Entries from a dataset:

** BEGIN **

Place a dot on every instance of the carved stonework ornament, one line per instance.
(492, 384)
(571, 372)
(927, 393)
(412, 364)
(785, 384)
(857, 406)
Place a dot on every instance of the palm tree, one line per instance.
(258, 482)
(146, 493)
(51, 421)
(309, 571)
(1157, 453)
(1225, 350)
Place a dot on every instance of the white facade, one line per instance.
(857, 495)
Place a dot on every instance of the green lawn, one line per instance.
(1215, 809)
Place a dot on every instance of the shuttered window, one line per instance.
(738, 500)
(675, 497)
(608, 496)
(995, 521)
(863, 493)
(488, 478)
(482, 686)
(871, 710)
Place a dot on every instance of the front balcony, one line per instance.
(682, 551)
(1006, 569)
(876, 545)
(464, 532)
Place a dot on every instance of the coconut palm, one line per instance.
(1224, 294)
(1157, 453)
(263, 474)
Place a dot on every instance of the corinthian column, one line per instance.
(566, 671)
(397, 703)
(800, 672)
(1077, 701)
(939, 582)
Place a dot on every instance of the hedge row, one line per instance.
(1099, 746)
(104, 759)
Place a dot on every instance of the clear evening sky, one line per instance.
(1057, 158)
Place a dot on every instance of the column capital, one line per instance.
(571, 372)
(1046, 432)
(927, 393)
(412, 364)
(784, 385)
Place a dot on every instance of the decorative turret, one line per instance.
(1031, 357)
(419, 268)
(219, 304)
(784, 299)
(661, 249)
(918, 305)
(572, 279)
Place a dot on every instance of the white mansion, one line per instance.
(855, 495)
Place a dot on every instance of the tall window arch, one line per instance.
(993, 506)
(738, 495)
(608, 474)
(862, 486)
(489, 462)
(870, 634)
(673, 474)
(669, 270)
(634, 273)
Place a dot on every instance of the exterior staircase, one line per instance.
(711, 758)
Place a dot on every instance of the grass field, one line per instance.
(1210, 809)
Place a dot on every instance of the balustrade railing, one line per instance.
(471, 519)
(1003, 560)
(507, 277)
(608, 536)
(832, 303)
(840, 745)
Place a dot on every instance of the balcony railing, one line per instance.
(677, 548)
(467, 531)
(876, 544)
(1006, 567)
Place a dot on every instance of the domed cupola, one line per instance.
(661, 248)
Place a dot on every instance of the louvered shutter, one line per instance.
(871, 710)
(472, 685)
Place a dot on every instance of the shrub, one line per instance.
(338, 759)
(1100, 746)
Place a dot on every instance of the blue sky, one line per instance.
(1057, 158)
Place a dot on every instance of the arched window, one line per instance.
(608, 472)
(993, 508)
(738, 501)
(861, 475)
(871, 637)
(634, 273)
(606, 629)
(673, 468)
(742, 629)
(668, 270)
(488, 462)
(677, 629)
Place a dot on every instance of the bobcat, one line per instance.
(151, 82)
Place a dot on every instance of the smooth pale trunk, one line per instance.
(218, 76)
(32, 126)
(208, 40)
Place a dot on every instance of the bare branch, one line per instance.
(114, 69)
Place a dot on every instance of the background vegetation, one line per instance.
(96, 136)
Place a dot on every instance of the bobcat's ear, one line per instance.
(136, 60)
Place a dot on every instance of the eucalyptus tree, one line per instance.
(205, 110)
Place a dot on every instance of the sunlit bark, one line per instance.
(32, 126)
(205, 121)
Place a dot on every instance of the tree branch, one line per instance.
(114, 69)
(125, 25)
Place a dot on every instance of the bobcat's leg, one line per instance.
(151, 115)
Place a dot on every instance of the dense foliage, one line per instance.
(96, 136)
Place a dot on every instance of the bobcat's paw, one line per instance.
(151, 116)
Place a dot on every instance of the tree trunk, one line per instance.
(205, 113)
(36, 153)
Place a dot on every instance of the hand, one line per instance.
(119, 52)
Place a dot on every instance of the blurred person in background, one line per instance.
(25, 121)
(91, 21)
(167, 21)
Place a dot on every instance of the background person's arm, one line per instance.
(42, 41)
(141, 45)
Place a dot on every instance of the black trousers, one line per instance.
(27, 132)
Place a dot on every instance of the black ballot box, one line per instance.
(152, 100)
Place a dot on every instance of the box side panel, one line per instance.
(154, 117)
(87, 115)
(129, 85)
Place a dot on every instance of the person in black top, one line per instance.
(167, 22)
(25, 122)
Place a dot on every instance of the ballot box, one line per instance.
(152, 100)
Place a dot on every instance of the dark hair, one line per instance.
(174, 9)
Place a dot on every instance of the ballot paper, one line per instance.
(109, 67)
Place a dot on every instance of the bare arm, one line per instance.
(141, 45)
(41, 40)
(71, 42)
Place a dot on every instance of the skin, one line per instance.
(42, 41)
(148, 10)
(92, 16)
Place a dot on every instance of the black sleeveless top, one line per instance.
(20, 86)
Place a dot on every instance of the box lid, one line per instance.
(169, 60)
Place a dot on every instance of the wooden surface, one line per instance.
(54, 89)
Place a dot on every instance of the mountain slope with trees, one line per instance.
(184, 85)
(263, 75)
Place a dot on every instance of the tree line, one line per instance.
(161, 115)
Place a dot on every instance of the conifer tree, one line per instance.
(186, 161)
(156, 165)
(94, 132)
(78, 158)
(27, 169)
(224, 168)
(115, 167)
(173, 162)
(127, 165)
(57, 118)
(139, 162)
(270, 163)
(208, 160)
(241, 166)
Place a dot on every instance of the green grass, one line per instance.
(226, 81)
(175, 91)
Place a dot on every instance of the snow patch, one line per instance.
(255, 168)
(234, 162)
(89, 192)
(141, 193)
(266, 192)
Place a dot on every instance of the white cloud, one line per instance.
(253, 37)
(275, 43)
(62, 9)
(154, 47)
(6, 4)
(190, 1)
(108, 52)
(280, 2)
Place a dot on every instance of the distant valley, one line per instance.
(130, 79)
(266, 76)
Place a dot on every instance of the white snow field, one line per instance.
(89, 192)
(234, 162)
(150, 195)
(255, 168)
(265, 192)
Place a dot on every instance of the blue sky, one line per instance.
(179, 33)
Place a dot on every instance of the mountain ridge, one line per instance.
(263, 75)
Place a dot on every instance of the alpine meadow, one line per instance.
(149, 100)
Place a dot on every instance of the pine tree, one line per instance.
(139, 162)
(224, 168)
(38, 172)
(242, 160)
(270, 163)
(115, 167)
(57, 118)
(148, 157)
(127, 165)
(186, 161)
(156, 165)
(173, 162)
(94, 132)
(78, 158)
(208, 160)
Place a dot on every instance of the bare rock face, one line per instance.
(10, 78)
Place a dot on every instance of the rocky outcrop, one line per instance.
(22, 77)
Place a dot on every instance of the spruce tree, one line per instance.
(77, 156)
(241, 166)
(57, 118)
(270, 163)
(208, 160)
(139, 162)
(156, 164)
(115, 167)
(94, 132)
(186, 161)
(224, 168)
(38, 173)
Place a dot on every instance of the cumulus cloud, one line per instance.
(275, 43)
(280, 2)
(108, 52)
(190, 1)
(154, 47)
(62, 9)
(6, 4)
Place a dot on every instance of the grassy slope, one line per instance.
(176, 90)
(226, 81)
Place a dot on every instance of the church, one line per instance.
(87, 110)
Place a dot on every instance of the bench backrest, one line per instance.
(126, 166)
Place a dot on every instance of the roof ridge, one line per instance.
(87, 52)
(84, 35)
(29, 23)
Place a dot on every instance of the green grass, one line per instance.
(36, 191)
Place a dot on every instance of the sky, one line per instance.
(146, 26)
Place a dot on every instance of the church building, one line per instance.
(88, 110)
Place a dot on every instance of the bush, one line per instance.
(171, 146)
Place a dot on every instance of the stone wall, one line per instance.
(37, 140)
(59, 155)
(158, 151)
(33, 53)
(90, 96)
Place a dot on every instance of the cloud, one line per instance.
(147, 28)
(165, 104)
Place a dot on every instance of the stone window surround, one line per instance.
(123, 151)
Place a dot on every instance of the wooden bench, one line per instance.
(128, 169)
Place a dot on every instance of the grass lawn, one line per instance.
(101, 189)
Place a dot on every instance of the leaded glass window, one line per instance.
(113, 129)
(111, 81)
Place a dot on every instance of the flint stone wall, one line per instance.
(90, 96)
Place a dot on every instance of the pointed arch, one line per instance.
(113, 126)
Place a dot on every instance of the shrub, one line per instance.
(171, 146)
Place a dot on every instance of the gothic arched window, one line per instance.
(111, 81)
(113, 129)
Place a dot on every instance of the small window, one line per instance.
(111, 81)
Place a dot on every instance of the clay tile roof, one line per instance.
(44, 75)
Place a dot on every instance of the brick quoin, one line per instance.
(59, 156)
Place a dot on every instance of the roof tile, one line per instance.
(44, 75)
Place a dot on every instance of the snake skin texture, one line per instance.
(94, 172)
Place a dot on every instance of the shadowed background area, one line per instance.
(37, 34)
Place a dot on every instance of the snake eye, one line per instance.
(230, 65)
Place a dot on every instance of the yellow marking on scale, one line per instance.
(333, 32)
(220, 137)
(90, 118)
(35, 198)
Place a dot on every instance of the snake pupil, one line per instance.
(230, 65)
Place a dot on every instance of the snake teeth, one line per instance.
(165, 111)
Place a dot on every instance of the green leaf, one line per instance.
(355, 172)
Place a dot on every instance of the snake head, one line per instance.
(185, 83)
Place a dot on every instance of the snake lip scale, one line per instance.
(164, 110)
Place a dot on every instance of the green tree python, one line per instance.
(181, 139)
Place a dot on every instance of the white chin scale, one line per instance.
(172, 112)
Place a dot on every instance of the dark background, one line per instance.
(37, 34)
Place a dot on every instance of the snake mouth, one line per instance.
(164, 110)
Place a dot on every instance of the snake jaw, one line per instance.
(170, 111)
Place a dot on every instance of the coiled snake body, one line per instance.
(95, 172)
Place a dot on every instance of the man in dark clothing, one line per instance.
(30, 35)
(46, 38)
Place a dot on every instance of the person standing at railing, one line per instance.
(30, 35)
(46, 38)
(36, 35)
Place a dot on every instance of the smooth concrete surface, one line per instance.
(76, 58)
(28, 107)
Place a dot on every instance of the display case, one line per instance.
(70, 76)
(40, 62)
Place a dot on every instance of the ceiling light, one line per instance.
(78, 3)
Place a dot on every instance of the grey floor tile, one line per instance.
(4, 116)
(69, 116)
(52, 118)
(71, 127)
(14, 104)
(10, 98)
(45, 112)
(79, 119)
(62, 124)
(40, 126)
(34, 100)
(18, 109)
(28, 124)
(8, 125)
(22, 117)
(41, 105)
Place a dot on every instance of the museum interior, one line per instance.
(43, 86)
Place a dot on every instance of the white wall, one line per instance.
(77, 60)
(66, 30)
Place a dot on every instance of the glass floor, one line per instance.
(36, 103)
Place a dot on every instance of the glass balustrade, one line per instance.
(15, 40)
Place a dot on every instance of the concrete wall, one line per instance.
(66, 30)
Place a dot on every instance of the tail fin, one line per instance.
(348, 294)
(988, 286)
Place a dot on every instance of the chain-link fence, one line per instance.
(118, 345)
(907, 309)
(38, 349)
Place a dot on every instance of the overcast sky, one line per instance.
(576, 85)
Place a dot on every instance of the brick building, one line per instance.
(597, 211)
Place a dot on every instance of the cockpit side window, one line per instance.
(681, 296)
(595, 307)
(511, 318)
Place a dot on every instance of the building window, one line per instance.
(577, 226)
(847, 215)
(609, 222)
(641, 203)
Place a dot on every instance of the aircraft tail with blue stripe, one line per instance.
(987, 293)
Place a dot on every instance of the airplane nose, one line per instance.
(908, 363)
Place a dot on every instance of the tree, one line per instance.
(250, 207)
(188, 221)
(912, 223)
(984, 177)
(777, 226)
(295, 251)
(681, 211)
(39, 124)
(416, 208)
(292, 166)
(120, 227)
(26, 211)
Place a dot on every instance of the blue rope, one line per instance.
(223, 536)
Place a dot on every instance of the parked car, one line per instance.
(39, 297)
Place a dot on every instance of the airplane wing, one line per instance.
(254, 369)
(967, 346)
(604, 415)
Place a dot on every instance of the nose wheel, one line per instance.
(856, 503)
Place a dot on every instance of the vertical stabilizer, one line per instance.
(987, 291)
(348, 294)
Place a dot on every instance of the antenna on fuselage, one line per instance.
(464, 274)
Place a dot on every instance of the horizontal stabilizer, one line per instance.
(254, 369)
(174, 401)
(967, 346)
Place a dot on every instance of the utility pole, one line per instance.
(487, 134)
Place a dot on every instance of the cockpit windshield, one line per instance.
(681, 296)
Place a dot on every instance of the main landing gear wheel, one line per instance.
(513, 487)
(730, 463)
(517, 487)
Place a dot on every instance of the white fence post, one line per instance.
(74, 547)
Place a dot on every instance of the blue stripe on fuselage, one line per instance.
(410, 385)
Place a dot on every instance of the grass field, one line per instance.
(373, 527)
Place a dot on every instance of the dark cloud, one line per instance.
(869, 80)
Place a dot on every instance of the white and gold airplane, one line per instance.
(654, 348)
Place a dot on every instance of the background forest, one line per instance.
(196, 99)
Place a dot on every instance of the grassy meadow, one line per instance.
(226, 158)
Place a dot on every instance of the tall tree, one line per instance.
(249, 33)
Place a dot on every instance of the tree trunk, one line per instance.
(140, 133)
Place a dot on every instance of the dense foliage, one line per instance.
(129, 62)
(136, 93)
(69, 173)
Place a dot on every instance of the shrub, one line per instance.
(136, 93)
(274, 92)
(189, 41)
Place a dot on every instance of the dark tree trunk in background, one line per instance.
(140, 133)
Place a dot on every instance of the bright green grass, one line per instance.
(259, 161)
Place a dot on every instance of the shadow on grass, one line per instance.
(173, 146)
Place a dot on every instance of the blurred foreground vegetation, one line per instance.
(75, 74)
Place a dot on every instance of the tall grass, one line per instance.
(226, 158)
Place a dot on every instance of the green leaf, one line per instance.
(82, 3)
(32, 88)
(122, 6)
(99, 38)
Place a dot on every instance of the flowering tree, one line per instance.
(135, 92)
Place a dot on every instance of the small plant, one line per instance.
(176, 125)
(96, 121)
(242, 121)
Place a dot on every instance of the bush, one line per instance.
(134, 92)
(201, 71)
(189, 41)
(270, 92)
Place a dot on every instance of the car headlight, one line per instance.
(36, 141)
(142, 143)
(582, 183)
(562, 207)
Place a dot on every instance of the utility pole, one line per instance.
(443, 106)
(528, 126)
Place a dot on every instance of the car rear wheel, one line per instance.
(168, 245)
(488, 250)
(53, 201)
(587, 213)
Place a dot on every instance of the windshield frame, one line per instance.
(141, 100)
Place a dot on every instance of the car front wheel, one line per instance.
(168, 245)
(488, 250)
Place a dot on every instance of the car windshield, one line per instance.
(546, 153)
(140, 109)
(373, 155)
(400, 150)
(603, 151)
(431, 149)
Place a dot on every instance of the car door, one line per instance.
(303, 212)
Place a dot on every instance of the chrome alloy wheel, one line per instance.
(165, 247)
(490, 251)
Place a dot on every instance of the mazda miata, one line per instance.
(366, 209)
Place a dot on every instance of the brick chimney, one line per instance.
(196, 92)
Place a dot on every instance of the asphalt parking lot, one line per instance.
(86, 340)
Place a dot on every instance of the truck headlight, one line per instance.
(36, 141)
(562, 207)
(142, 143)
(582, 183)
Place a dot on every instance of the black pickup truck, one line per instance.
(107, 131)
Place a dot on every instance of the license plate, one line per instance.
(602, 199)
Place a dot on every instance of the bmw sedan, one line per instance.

** END **

Goal |
Copy only the stretch running from the line containing "Place a dot on every instance of the mazda" to the final line of the entries, both ends included, exactly as it stands.

Expected answer |
Place a dot on every instance of the mazda miata, one line per instance.
(366, 209)
Place a dot on every instance of the brick chimney, one line per instance.
(196, 92)
Place a dot on every instance of the asphalt parking lot, one line per instance.
(86, 340)
Place a dot on every instance of the truck headlight, one line per instance.
(36, 141)
(562, 207)
(142, 143)
(582, 183)
Place a dot on every instance of the black pickup truck, one line per instance.
(107, 131)
Place a dot on every instance of the license plate, one line per instance.
(602, 199)
Place a dot on every instance of the bmw sedan, one line per instance.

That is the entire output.